**Work task**
For each entry, output its words exactly and leave any picture behind.

**Point localization data**
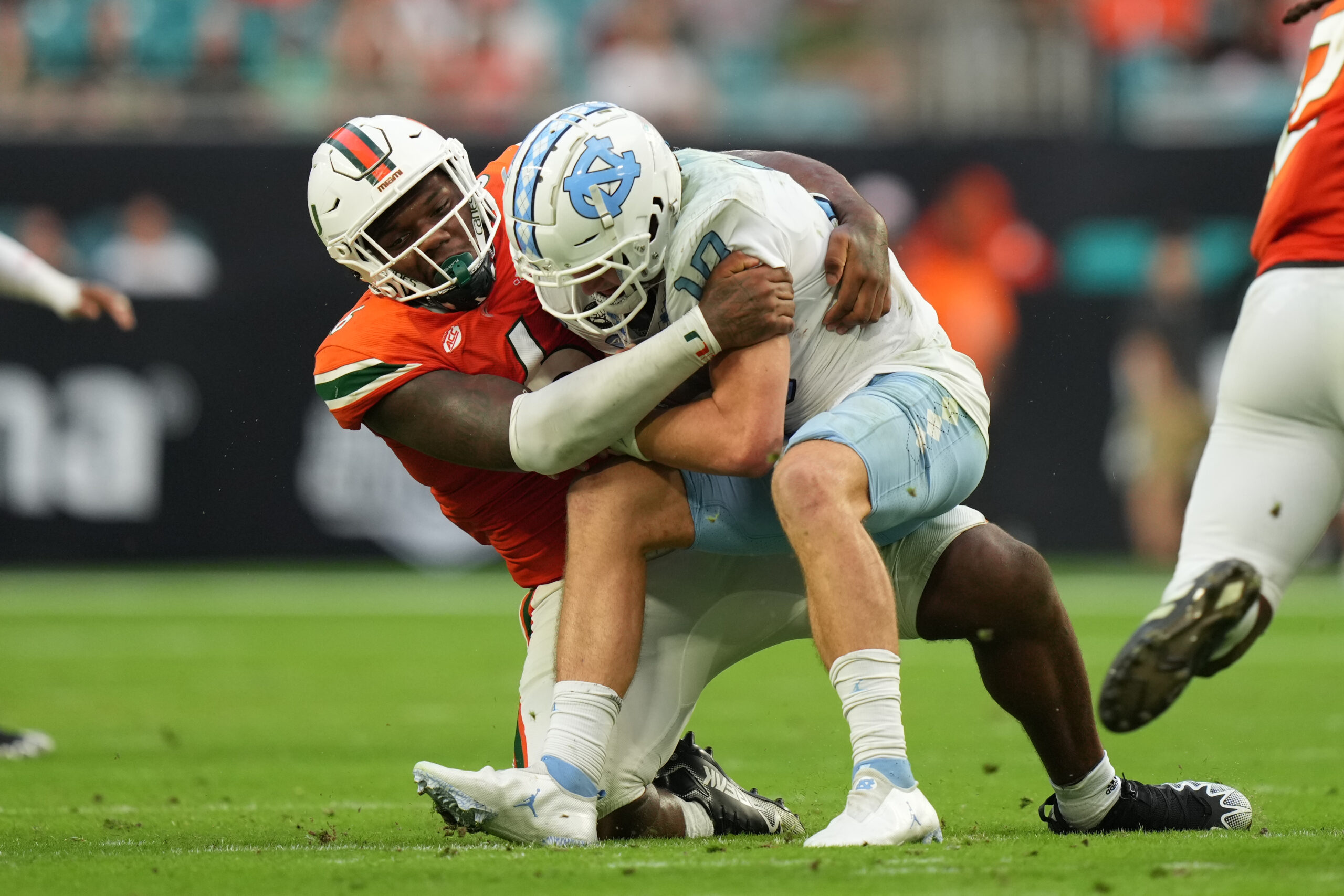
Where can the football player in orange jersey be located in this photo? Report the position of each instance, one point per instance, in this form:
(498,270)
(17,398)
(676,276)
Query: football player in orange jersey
(444,376)
(447,358)
(1272,476)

**Finished task**
Where can the football player in orange jersey be located in this photo? Report the position of each instance, one point per instance, in this form:
(498,270)
(17,398)
(676,276)
Query: football player in orange jersey
(444,376)
(447,358)
(1272,476)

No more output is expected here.